# [What you will do]
Return the records below verbatim, omitting the pictures.

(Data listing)
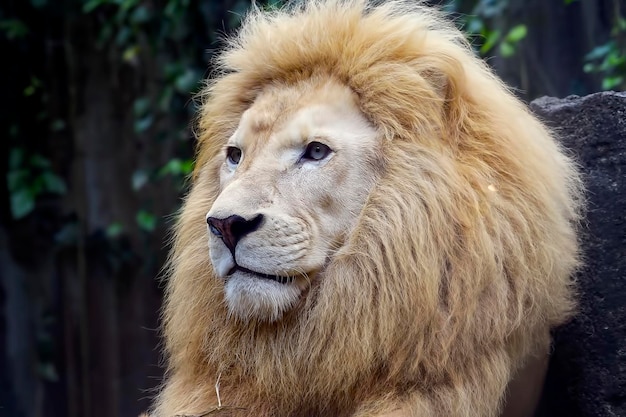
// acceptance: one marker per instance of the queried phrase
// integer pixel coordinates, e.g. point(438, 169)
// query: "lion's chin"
point(250, 297)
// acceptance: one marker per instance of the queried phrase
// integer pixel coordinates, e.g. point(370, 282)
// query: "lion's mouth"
point(278, 278)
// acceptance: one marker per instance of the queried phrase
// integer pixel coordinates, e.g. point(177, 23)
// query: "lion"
point(376, 225)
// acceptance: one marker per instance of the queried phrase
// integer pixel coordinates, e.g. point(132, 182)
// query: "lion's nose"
point(233, 228)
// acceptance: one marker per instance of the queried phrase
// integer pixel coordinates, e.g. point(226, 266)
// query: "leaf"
point(141, 106)
point(491, 38)
point(187, 166)
point(39, 161)
point(140, 15)
point(173, 166)
point(38, 4)
point(146, 221)
point(516, 34)
point(130, 53)
point(14, 28)
point(140, 178)
point(507, 49)
point(48, 372)
point(143, 124)
point(17, 179)
point(186, 82)
point(57, 125)
point(52, 183)
point(91, 5)
point(114, 230)
point(16, 158)
point(589, 67)
point(22, 203)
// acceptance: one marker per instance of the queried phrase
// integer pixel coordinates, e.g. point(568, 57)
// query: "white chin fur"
point(249, 297)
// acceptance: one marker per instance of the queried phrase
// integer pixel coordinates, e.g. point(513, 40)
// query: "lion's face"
point(294, 178)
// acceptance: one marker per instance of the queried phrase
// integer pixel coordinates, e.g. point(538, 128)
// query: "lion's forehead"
point(289, 117)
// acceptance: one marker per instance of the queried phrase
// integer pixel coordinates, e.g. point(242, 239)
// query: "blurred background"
point(96, 123)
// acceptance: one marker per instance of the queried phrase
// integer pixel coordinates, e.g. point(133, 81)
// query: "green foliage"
point(609, 59)
point(479, 22)
point(29, 177)
point(13, 28)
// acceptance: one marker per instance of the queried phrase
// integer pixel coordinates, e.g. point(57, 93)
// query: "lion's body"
point(457, 266)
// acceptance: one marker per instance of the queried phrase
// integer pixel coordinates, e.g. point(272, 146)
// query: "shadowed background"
point(96, 123)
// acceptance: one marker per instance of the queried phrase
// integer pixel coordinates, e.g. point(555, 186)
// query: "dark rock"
point(587, 373)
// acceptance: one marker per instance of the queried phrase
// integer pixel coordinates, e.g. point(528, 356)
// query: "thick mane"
point(462, 256)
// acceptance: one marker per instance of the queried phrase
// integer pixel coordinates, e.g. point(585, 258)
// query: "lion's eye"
point(233, 155)
point(316, 151)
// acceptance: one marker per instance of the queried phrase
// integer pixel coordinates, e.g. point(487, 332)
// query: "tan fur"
point(461, 259)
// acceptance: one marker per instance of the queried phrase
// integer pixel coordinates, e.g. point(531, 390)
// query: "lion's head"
point(386, 222)
point(294, 177)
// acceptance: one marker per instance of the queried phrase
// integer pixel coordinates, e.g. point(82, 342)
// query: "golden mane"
point(462, 257)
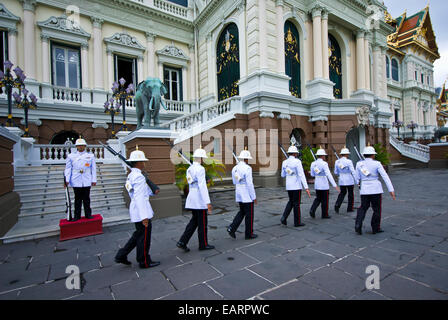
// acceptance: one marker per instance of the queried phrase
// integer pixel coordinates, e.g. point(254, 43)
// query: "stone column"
point(98, 54)
point(367, 62)
point(280, 38)
point(262, 45)
point(325, 57)
point(376, 71)
point(85, 66)
point(242, 40)
point(192, 71)
point(29, 40)
point(110, 69)
point(12, 45)
point(360, 76)
point(317, 42)
point(45, 60)
point(184, 83)
point(139, 74)
point(150, 37)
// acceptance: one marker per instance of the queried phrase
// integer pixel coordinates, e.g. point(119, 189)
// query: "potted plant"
point(213, 169)
point(412, 125)
point(382, 156)
point(398, 124)
point(307, 159)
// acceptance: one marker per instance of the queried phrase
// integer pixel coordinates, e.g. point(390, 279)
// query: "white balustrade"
point(64, 94)
point(414, 151)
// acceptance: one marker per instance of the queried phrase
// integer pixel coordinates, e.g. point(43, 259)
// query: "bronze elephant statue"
point(148, 99)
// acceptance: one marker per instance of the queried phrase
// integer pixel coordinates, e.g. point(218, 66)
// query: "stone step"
point(60, 193)
point(55, 185)
point(47, 203)
point(25, 179)
point(60, 209)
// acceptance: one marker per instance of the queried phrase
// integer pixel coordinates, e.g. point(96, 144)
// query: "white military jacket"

# [Task answer]
// acceptance: one marker per instance of the queried phrase
// integer pixel coordinates, e.g. point(438, 169)
// query: "lion's chin"
point(250, 297)
// acceptance: one marker per instance of the queried phrase
// integer pixel coordinates, e.g. point(370, 282)
// query: "lion's mouth"
point(278, 278)
// acceptance: one marker per instance of the queried phrase
// integer pixel coordinates, e.g. point(177, 23)
// query: "lion"
point(376, 225)
// acceptance: one marker per instance of the queried phrase
// integer pixel coordinates, e.g. point(132, 182)
// query: "lion's nose"
point(233, 228)
// acceptance: one marker per instance of the queried phrase
// integer pixel coordinates, e.g. point(226, 266)
// query: "leaf"
point(141, 106)
point(491, 38)
point(187, 166)
point(39, 161)
point(140, 15)
point(173, 166)
point(38, 4)
point(146, 221)
point(516, 34)
point(130, 53)
point(14, 28)
point(140, 178)
point(507, 49)
point(48, 372)
point(143, 124)
point(17, 179)
point(186, 82)
point(57, 125)
point(52, 183)
point(91, 5)
point(114, 230)
point(16, 158)
point(589, 67)
point(22, 203)
// acceptance: one marker per instance of the queried phrase
// integer pixel coordinates, e.g. point(568, 57)
// query: "white chin fur"
point(249, 297)
// acceptance: one marker per instance of the queried phrase
// integer pixel coordinates, e.g. point(513, 40)
// query: "lion's face"
point(294, 178)
// acceptance: one marker per instance of the queried phrase
// integer pixel coordinates, e.g. point(538, 128)
// query: "lion's forehead"
point(289, 117)
// acceptance: one marker per instance of the queried phrase
// integer pixel coordinates, e.g. point(242, 239)
// query: "blurred background"
point(96, 123)
// acceptance: one marker per instance of the queried phrase
// integer pixel coordinates, e.g. point(133, 81)
// query: "green foliage"
point(609, 59)
point(479, 22)
point(29, 177)
point(13, 28)
// acceptance: one marker per instance of the queried phrase
// integer pixel coordinates, e.g. point(57, 93)
// query: "lion's body"
point(457, 266)
// acceptance: one marker per instance of the queried phrase
// integer pixel coordinates, e.g. point(272, 146)
// query: "shadowed background"
point(96, 123)
// acceptance: one marker per instance of the queried phrase
// integer pixel coordinates, e.g. point(555, 186)
// query: "dark rock"
point(587, 373)
// acceptance: one marker per instance of the queried phrase
// integer pixel coordinates, e.g. point(528, 356)
// query: "thick mane"
point(462, 256)
// acceptance: one marker per instance of the queried phrase
// integer pixel coordinates, e.g. point(585, 258)
// query: "lion's eye"
point(233, 155)
point(316, 151)
// acceptance: one marker per instance of the queried phrase
// integer pixel coordinates, e.g. point(487, 332)
// query: "tan fur"
point(461, 259)
// acceptance: one marker per instance of the queried phrase
// integer pixel coordinates, e.g. point(531, 390)
// query: "lion's head"
point(386, 222)
point(294, 177)
// acceptance: one marker per instance of the queried phrase
// integer pixel coordinates, e.g. point(82, 342)
// query: "golden mane"
point(462, 257)
// acceptance: one marker per instance of the queried phrase
// integer pixel coordinates, e.g. point(254, 43)
// query: "stone column"
point(98, 54)
point(367, 62)
point(280, 38)
point(262, 45)
point(325, 57)
point(376, 71)
point(85, 66)
point(242, 40)
point(192, 71)
point(29, 40)
point(110, 69)
point(12, 45)
point(360, 76)
point(317, 42)
point(45, 60)
point(184, 83)
point(139, 74)
point(150, 37)
// acceptance: one marker per instance of the queried phrase
// integer pixel coordinates, e.g. point(119, 189)
// query: "potted plant"
point(213, 169)
point(412, 125)
point(382, 156)
point(398, 124)
point(307, 159)
// acceptance: one marker per instance of the queried phrase
// integer pixel coordinates, e.g. point(390, 279)
// query: "white balustrade"
point(64, 94)
point(414, 151)
// acceptance: one marker per instance of the queried phrase
// integer pixel coordinates, e.g. point(43, 259)
// query: "bronze elephant statue"
point(148, 99)
// acceptance: one marker per instance of the queried phrase
// integer pixel coordinates, e.g. point(218, 66)
// query: "stone step"
point(60, 193)
point(55, 185)
point(47, 203)
point(25, 179)
point(60, 209)
// acceptance: one marker per instance of the queried phrase
// integer pixel coordinates, e.g. point(96, 144)
// query: "white military jacket"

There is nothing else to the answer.